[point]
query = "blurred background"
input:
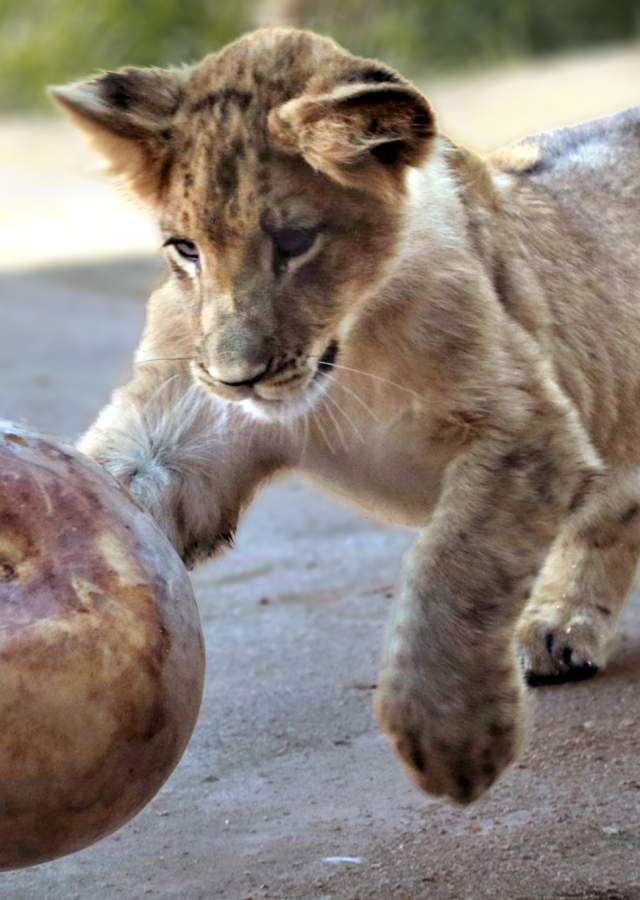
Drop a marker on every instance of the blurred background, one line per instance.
(287, 771)
(494, 70)
(49, 41)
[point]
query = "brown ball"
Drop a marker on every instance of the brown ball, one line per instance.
(101, 652)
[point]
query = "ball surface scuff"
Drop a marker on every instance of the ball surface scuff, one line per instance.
(101, 652)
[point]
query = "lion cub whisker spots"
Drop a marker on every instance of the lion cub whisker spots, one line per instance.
(449, 308)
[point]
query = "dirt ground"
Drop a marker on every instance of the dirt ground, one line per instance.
(287, 789)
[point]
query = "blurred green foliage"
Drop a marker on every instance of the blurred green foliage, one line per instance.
(51, 41)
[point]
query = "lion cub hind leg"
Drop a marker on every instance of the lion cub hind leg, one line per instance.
(567, 630)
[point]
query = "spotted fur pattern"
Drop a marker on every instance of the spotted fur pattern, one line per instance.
(449, 341)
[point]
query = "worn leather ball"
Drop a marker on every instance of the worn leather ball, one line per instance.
(101, 652)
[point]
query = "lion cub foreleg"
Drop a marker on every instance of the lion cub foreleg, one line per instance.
(451, 694)
(568, 626)
(192, 460)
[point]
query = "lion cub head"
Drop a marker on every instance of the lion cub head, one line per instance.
(276, 171)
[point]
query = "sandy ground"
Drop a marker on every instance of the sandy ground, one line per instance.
(287, 789)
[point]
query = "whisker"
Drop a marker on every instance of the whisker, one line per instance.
(344, 415)
(353, 394)
(336, 425)
(400, 387)
(317, 421)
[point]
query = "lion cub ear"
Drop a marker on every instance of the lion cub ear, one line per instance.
(127, 116)
(370, 123)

■ ■ ■ ■ ■

◆ **What to work on**
Write out again, unchanged, every line from the line containing "foreleg, one line per instance." to the final line of the material above.

◆ **Task answer**
Drop a marker on every instance of the lion cub foreleg, one line per instance.
(451, 694)
(568, 626)
(192, 460)
[point]
query = "lion cub head"
Drop a marker on every instance of the lion cub head, one line per instance.
(276, 171)
[point]
query = "sandy ground"
Drop a marker on every instance of the sandy ground, one line per instance.
(287, 789)
[point]
query = "whisker"
Drop a marker on every instance of the whisker, one line per instance.
(344, 415)
(353, 394)
(336, 425)
(400, 387)
(317, 421)
[point]
query = "lion cub ear"
Drop a marker on every instance of the lion cub ear, one line per instance.
(127, 116)
(370, 123)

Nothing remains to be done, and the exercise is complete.